▶ _What the task asks_
Rewrite the records below with each "instance" changed to "occurrence", keeping everything else the same.

====

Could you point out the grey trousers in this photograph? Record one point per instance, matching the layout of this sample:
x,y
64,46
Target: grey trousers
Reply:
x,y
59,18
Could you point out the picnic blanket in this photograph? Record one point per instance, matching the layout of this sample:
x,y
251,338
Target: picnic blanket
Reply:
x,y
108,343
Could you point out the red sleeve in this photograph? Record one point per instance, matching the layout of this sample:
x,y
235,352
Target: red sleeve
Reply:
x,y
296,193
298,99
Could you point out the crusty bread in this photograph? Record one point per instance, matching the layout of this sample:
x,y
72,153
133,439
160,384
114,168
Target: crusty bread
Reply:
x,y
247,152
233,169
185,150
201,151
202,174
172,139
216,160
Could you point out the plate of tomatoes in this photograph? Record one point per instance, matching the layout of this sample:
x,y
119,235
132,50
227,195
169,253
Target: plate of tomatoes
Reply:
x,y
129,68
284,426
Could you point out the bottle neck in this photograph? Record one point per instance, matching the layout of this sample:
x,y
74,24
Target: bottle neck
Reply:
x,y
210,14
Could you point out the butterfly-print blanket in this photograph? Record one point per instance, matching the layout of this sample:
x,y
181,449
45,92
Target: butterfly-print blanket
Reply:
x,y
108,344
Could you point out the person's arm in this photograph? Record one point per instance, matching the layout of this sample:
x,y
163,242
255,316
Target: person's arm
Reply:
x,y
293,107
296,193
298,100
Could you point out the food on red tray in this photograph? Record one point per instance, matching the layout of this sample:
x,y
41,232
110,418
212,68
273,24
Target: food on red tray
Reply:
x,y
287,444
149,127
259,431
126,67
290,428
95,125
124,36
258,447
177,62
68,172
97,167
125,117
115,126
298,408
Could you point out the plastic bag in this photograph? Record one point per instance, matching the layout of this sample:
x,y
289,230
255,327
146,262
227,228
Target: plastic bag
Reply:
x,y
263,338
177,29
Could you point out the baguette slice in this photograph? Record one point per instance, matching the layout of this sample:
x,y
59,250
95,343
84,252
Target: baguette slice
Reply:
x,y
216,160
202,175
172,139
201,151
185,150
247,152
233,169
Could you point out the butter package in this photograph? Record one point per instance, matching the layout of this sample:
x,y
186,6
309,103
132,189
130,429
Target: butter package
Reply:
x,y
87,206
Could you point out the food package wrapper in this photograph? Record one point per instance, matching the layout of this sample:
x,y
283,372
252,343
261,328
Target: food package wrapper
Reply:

====

▶ _Final result_
Could you point out the grey trousers in this photograph? Record one point per occurrence, matching the layout of this sample:
x,y
64,46
Target: grey trousers
Reply:
x,y
59,18
Could you point out the picnic blanket in this photograph? Record one point per occurrence, matching the layout of this sample:
x,y
251,338
Target: picnic blanket
Reply:
x,y
108,343
Could you point out the red sleeve in this photograph? Record one point per occurrence, matching the layout of this sample:
x,y
235,352
Target: red sleeve
Reply:
x,y
296,193
298,99
Could you point out the crusty bread in this photograph? Record one point per occurrence, matching the layout of this sample:
x,y
72,153
133,439
160,384
114,168
Target: crusty bread
Reply:
x,y
247,152
233,169
185,150
201,151
202,174
172,139
216,160
Could you point out the plate of tomatoes in this photograph? Record one point per occurrence, matching the layout of this sample:
x,y
119,235
132,50
227,195
169,253
Target: plate of tomatoes
Reply:
x,y
129,68
284,426
Could you point out the bottle neck in this photograph? Record one point per occurrence, matching the layout of this sample:
x,y
74,24
Target: bottle neck
Reply:
x,y
210,14
Could you point out the butterfly-print blanket in this photograph? Record one point per occurrence, matching the layout of this sample:
x,y
181,449
45,92
Target: butterfly-print blanket
Reply:
x,y
108,344
Could you point out the person's arm in this photograph? Record one point per occurrence, matching the layout of this sample:
x,y
163,242
255,316
Target: person's arm
Reply:
x,y
293,107
296,193
298,100
Could you point out the food on red tray in this photograph? Record one point per occurrence, matching the layout of this sample:
x,y
41,232
110,418
212,68
273,24
Target: food on red tray
Reply:
x,y
287,444
149,127
259,431
126,67
290,428
95,125
124,36
258,447
177,62
68,172
97,167
125,117
115,126
298,408
Could you point out the plastic bag in this photograph? Record one point per occurrence, matching the layout of this sample:
x,y
289,230
255,327
146,262
227,228
Target: plastic bag
Reply:
x,y
263,338
177,29
Could you point out the baguette slice in this photograph? Record one point per occurrence, matching the layout of this sample:
x,y
59,250
95,343
84,252
Target: baguette slice
Reply:
x,y
216,160
202,175
172,139
201,151
185,150
247,152
233,169
Could you point out the butter package in this photograph? Record one point per occurrence, matching the layout of this sample:
x,y
186,6
309,103
132,189
130,429
Target: butter package
Reply:
x,y
87,206
Could you point out the food package wrapper in this photograph? Record one point per occurrence, matching the layout of this sample:
x,y
283,372
252,343
261,328
Target: food package wrapper
Reply:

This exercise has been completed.